**Exercise data:**
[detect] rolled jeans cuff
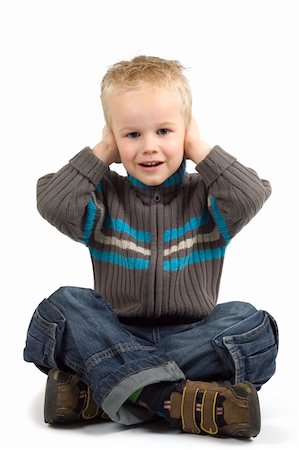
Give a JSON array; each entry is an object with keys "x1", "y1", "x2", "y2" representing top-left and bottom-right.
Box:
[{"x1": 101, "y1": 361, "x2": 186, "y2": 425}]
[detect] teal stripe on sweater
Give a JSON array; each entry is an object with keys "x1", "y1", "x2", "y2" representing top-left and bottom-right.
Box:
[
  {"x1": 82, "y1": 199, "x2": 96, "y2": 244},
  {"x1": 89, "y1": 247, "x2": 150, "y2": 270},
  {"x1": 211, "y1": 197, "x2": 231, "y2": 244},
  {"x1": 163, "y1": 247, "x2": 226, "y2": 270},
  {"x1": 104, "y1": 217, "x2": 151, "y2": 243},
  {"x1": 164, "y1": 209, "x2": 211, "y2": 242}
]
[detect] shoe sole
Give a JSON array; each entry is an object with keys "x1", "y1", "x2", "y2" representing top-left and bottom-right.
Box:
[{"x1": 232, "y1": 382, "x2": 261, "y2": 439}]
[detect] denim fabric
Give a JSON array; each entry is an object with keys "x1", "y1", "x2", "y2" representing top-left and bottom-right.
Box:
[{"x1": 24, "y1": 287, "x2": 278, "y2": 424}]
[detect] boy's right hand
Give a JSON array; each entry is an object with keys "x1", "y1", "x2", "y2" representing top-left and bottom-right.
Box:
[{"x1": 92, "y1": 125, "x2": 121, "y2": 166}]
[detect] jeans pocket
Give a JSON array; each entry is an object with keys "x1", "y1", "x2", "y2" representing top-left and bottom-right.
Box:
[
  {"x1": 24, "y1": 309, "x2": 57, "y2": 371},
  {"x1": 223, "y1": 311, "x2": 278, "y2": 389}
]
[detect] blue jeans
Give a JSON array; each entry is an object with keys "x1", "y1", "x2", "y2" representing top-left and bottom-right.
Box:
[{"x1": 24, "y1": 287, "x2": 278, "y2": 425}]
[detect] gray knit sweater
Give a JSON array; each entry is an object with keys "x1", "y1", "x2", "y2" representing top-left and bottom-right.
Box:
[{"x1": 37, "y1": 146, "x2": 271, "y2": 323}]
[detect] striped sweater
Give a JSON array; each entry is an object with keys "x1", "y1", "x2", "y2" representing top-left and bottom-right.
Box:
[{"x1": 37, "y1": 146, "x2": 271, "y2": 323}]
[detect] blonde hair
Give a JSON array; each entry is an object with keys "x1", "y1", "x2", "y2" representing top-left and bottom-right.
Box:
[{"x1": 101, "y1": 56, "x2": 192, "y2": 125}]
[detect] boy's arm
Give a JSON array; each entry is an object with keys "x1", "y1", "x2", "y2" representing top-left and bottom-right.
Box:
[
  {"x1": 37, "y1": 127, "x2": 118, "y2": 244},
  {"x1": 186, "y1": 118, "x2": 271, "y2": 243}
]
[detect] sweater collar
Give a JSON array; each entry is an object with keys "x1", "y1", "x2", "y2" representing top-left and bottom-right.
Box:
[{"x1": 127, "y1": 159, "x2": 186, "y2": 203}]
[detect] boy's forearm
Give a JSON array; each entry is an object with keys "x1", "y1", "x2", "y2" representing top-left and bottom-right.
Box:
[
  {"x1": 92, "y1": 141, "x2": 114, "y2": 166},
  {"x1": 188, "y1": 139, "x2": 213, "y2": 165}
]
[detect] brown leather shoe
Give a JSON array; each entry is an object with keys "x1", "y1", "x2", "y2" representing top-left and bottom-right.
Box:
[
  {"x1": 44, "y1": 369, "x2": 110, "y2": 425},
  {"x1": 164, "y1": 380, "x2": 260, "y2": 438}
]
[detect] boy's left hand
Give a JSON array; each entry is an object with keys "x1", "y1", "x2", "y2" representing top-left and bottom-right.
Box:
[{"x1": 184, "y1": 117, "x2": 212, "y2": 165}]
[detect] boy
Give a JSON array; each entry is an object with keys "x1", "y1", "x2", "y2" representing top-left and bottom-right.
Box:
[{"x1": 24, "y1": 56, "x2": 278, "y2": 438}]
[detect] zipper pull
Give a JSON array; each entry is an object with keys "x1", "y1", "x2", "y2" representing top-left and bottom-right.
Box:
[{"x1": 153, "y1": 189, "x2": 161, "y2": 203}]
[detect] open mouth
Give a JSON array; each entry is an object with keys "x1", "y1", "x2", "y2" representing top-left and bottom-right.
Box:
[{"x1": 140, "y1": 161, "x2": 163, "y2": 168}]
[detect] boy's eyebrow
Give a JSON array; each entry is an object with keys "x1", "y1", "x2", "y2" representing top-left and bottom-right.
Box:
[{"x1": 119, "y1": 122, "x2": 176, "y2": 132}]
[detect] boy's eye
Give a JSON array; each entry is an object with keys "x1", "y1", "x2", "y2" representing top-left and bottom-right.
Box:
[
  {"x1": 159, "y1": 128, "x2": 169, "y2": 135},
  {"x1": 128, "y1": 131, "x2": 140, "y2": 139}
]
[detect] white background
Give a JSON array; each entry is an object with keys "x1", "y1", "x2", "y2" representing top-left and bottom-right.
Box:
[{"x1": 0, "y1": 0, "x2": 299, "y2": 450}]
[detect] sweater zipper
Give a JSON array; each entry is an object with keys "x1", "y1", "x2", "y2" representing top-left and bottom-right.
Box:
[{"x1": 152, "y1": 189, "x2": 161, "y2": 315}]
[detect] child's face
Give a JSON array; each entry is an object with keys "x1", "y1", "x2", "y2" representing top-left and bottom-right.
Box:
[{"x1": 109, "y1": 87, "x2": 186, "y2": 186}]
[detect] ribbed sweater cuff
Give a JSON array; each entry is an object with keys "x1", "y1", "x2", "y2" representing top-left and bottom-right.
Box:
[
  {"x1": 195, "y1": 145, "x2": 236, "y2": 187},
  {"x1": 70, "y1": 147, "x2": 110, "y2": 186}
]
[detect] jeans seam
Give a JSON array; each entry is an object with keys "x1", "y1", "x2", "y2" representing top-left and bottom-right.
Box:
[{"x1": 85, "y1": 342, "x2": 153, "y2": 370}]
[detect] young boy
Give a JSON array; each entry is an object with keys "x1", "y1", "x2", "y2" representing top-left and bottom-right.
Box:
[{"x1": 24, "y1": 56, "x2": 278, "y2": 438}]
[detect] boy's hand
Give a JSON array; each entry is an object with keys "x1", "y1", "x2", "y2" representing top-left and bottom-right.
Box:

**Stated exercise:** Select each line of the records above that contains the string "zipper", treating uppercase and lowercase letters as distinct.

**Solution for this exercise:**
[detect] zipper pull
[detect] sweater zipper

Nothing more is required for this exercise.